Excerpted passage:
====================

Kubernetes and IPv6: Together at Last?
As administrators migrate their clusters from Ingress NGINX, which is being retired from the Kubernetes line-up next month, they might want to consider adding another task to their job: migrating their network to IPv6.
If they don’t have enough IPv4 addresses on hand, they may find difficulty in going through a side-by-side migration deployment to get everything over to the replacement Gateway API.
Not that IPv6 would be simpler to deploy, but it could be the better long-term solution.
This year at FOSDEM, Ole Mathias Heggem, a Norwegian DevOps consultant at Redpill Linpro, made a case that now is the time to consider using IPv6 on Kubernetes.
Heggem is an admitted IPv6 fanboy: He has used IPv6 since 2013, boasting of having ASN and a /29 block of IPv6 to run his home network.
With IPv6 “there is no need to extend the address space,” using NAT and other work-arounds, Heggem says.
With all the complexity inherent in a Kubernetes deployment, a simpler address space could be a relief for operators.
IPv6 Arrived But Did Not Conquer
By 2015, the year the Kubernetes cloud native container orchestrator was first pushed to GitHub , IPv6 was already old news.
The Internet Engineering Task Force (IETF) started work on IPv6 in the early 1990s. It was clear even then that the Internet would be running out of address space.

====================

Extracted records
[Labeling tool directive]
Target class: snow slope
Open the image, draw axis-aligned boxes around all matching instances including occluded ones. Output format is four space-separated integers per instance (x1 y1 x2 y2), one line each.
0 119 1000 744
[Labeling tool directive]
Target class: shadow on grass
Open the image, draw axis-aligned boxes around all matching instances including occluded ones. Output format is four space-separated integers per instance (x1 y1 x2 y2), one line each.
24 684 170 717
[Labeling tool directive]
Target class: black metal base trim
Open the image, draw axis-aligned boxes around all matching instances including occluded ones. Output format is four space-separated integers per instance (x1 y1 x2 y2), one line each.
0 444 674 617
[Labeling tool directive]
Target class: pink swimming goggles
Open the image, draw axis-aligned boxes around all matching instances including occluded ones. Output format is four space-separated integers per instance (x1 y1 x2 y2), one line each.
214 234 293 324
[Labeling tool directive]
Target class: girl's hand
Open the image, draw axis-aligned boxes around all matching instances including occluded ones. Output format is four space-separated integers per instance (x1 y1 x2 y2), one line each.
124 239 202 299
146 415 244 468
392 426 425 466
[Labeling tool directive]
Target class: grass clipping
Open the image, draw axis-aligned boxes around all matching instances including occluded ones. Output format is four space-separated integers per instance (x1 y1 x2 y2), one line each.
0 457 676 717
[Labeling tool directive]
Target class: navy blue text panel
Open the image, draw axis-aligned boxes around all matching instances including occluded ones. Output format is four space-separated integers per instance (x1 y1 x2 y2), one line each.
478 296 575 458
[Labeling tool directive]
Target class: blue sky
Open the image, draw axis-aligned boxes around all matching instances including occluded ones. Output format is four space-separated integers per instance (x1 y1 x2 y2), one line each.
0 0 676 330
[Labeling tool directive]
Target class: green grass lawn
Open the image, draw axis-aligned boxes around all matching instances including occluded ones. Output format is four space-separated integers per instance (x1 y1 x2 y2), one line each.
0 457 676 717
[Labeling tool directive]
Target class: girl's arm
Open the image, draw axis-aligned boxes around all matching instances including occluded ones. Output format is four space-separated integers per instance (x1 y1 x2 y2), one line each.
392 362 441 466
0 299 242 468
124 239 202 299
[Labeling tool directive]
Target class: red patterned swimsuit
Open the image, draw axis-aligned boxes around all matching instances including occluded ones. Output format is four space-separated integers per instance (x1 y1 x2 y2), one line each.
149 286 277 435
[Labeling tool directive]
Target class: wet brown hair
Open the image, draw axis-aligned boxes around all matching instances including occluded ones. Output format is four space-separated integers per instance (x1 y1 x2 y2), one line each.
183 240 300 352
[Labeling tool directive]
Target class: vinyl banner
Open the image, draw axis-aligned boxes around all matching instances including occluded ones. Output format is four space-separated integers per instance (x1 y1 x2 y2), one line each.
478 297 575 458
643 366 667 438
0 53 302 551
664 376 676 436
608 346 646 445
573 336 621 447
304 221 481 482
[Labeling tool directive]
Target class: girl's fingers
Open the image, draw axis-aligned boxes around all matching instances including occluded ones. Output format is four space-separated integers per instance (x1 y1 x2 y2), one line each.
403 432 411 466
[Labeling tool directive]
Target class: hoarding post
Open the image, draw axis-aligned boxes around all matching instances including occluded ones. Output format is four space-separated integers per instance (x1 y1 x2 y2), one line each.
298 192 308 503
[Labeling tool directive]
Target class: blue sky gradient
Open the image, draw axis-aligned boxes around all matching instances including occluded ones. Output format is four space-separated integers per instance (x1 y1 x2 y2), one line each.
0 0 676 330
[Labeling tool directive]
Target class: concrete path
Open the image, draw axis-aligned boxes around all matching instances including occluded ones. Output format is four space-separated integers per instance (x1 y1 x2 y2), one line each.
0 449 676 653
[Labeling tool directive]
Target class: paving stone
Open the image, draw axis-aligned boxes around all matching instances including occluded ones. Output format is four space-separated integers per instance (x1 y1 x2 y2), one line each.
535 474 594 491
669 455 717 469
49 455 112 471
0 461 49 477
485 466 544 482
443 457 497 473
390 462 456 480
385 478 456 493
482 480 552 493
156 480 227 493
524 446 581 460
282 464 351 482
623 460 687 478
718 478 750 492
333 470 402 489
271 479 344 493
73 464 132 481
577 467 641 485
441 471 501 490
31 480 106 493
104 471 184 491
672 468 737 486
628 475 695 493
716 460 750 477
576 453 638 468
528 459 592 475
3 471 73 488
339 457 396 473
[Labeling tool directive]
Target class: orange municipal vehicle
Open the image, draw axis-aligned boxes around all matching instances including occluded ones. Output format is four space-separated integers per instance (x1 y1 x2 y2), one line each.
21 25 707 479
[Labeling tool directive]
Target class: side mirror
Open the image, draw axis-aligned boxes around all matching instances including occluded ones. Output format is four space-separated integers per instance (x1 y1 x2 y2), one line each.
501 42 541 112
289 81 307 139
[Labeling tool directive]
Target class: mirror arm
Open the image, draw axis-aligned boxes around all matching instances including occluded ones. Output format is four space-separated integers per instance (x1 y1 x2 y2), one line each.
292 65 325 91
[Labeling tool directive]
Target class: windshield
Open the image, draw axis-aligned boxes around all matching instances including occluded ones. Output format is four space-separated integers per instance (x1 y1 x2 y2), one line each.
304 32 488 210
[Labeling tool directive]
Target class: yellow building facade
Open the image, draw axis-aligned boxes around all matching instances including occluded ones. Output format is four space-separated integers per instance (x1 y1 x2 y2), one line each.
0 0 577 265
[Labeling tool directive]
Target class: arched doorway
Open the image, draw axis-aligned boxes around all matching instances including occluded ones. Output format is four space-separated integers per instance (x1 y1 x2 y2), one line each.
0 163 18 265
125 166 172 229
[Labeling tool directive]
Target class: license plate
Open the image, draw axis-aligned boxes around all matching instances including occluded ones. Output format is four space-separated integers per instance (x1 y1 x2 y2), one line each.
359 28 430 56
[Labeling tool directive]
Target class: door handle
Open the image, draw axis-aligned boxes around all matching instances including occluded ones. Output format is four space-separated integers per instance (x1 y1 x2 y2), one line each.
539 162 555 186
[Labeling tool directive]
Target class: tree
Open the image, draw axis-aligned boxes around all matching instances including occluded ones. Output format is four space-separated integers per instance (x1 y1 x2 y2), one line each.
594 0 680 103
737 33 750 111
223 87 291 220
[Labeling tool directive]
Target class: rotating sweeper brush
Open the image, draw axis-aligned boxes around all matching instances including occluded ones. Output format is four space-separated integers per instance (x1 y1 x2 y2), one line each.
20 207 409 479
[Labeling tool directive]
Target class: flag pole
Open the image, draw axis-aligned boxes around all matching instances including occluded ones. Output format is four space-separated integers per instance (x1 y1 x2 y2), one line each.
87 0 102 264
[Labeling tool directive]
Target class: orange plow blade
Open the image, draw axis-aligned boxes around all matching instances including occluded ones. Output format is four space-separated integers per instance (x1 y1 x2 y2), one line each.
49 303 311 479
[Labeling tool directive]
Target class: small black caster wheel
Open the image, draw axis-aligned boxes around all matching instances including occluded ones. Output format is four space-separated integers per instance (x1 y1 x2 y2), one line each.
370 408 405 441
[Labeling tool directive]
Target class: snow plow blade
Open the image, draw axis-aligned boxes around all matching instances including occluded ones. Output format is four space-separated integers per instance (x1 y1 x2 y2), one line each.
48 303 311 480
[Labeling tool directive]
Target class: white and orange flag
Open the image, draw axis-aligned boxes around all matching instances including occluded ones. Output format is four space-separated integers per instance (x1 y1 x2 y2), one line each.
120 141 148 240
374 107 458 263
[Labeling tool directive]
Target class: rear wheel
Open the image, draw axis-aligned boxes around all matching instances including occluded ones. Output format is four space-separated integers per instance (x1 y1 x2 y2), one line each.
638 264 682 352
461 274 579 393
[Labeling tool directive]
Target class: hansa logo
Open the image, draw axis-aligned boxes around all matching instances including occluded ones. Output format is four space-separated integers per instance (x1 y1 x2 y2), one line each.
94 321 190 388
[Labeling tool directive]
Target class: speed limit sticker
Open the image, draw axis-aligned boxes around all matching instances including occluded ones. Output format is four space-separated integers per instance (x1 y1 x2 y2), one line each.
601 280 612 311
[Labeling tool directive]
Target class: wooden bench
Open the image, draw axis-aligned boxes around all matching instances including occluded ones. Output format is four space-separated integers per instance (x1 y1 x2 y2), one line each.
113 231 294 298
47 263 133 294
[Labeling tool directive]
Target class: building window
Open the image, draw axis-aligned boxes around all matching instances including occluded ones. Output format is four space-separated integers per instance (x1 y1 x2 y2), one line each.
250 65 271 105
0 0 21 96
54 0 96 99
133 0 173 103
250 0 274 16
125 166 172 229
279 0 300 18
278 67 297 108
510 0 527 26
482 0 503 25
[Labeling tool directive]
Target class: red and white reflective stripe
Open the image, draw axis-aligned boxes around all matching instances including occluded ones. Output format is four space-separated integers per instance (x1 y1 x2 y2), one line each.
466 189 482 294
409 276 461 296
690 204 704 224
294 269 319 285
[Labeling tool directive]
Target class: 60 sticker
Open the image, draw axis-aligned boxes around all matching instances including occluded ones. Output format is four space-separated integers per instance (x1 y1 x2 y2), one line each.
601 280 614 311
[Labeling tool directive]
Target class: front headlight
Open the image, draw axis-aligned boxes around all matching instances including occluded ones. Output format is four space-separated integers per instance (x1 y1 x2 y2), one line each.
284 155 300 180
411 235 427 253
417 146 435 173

====================

Written exercise 1: Update the Kubernetes and IPv6 article from "With all the" up to and including "of address space.", substituting "administrators" for "operators".
Written exercise 2: In two sentences, summarize the article on Kubernetes and IPv6.
Written exercise 3: Condense the paragraph of the Kubernetes and IPv6 article that begins "The Internet Engineering Task Force (IETF) started work" into a single shorter sentence.

Written response 1:
With all the complexity inherent in a Kubernetes deployment, a simpler address space could be a relief for administrators.
IPv6 Arrived But Did Not Conquer
By 2015, the year the Kubernetes cloud native container orchestrator was first pushed to GitHub , IPv6 was already old news.
The Internet Engineering Task Force (IETF) started work on IPv6 in the early 1990s. It was clear even then that the Internet would be running out of address space.

Written response 2: Administrators moving their Kubernetes clusters off the retiring Ingress NGINX may want to migrate their networks to IPv6 as well, because too few IPv4 addresses can make a side-by-side migration to the Gateway API difficult. At FOSDEM, Redpill Linpro consultant Ole Mathias Heggem argued that now is the time to use IPv6 on Kubernetes, since it removes the need for NAT and other work-arounds to extend the address space.

Written response 3: The IETF began work on IPv6 in the early 1990s, when it was already clear that the Internet would run out of address space.